* TEXT
******
Workboats tend to have large cockpits and to be designed to carry big loads.  This makes them delightful for piling a big crowd of friends into and banging around the bay for a day.  Modern dinghies tend to be built around the need for speed, with too little rocker to carry large loads.  A boat designed to plane, when too heavily laden, sinks the transom in the water and becomes a pig.

The wooden boat movement got started in the US.  I recently read Iain Oughtred: A Life in Wooden Boats, and was surprised to learn how late the movement was in getting started outside the US.  No one had done as much as Chapelle did in documenting the workboats of other nations.  Those books that were available didn't include offsets, so you couldn't loft a boat from them.  Oughtred has partially filled that gap for British types, most notably double-enders based on the Scottish Yole.  But at the point where the wooden boat movement in the US had matured to the point where it had its own magazine, Oughtred was having a difficult time establishing himself in Britain.  WoodenBoat magazine, searching for signs of a wooden boat movement in England, 'discovered' Oughtred, and by publicizing his work helped give the British enthusiasts a push.

But I have to wonder where all this would be without American Small Sailing Craft, and what my life would be like without it. I discovered the book after I'd discovered the joys of sailing, while my family was living on Okinawa, where wooden boats of traditional design were very necessary for many people to make their living. (Information on the traditional sabani here.)
******
* RAW DATA
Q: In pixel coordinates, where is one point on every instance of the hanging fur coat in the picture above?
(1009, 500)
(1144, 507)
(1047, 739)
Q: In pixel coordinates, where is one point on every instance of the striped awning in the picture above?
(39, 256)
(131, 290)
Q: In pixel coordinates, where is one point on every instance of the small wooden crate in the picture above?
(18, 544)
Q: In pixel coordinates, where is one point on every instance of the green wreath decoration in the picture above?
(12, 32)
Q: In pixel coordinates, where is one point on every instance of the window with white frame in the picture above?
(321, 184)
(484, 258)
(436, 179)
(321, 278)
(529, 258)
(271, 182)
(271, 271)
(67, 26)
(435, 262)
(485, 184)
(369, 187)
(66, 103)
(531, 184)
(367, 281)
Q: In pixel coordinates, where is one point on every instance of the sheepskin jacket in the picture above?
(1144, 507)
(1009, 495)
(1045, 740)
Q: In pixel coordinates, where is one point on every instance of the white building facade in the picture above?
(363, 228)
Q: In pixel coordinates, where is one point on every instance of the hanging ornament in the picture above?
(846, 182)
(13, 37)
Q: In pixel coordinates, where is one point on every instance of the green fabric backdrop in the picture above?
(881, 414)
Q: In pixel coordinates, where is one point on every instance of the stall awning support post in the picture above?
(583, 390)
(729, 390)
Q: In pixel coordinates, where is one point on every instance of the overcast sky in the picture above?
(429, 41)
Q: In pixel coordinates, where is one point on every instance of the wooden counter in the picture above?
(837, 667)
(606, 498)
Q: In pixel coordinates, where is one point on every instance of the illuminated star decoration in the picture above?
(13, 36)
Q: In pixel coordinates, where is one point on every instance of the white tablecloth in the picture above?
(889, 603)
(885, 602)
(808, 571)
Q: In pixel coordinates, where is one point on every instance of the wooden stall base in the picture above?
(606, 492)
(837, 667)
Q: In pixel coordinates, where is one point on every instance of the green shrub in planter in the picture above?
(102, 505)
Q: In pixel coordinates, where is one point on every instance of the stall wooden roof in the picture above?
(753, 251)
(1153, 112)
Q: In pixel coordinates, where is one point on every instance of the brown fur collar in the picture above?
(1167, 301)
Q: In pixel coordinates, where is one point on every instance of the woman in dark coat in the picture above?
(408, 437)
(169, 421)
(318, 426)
******
* THINGS TO DO
1. According to the text about wooden boats, where was the writer's family living when the writer discovered American Small Sailing Craft?
2. List every publication that the text about wooden boats names by title.

* EXERCISE ANSWERS
1. On Okinawa.

2.
- Iain Oughtred: A Life in Wooden Boats
- WoodenBoat
- American Small Sailing Craft